------ Excerpted records ------

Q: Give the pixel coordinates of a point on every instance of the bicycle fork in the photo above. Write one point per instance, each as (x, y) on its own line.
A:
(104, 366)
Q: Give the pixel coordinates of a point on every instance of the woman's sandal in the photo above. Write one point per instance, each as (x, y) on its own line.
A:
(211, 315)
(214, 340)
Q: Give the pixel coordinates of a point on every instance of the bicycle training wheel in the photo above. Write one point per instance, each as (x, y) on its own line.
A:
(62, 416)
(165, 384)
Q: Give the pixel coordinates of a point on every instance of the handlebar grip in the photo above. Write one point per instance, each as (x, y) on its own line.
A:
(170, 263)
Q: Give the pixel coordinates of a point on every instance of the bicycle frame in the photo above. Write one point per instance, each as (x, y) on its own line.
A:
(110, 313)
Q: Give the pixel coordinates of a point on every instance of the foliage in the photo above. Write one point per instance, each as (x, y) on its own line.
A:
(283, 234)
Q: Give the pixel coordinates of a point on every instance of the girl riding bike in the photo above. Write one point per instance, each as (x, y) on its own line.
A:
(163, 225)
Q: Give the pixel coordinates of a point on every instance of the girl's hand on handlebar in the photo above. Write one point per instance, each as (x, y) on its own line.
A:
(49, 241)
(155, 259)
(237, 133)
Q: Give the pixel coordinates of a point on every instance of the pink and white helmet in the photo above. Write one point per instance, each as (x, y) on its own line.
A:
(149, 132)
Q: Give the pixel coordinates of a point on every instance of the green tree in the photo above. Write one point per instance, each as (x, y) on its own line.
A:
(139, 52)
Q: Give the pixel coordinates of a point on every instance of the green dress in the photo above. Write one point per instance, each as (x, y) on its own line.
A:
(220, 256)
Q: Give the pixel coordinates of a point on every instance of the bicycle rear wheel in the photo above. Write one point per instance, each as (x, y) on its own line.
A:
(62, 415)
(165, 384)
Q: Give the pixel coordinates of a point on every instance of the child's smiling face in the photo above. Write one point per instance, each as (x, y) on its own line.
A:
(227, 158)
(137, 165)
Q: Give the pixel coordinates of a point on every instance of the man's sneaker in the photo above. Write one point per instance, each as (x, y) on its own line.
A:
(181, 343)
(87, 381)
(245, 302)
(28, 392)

------

▸ Problem to solve
Retype the entries one by one, exactly.

▸ Task response
Q: Give the pixel coordinates of a point on every instance of the bicycle fork in the photo above. Write one point per instance, each as (x, y) on its own line.
A:
(104, 366)
Q: Give the pixel coordinates of a point on every instance of the woman's sandal in the photo above. Write one point per instance, each as (x, y) on its own line.
A:
(211, 315)
(214, 340)
Q: Give the pixel coordinates of a point on every instance of the bicycle training wheel in the photo above. Write one point per instance, each as (x, y) on its own line.
A:
(62, 416)
(165, 384)
Q: Give the pixel coordinates of a point on every instance of the handlebar grip in the photo above. Write one point per instance, each as (x, y) on its own line.
A:
(170, 263)
Q: Give the pixel coordinates of a point on every instance of the bicycle frame in the photo above. Write one point per instance, each as (x, y) on its own line.
A:
(110, 313)
Q: Give the pixel coordinates of a point on every instance of the foliage in the photo above. Write one point per instance, each as (x, y) on its own line.
A:
(283, 234)
Q: Give the pixel coordinates of a point on every instance of the girl riding bike in the photo above. Write one point per instance, each as (x, y) on its own line.
A:
(163, 225)
Q: Give the pixel coordinates of a point on every instance of the girl's hand on handlebar in the photo above. Write one point per instance, each as (x, y) on its own line.
A:
(49, 241)
(155, 259)
(237, 133)
Q: Give the pixel coordinates of a point on every instance of the pink and white helmet in the photo above. Write one point per instance, each as (x, y) on its own line.
A:
(149, 132)
Q: Give the pixel coordinates of a point on every instance of the green tree in the photo above. Write one point per instance, each as (x, y) on its own line.
A:
(139, 52)
Q: Give the pixel coordinates of a point on every instance of the green dress in the photo above. Write one point per instance, each as (x, y) on its own line.
A:
(220, 256)
Q: Give the pixel coordinates of a point on every instance of the bicycle rear wheel in the photo above. Write one point per instance, each as (x, y) on its own line.
A:
(62, 415)
(165, 384)
Q: Give the pixel coordinates of a point on every instance of the child's smiling face in the photo above. Write one point per instance, each as (x, y) on its own line.
A:
(227, 158)
(137, 165)
Q: Give the pixel coordinates of a point on every instance of the man's sneaker in the photo above. Write one point per instance, each as (x, y) on its own line.
A:
(181, 343)
(87, 381)
(245, 302)
(28, 392)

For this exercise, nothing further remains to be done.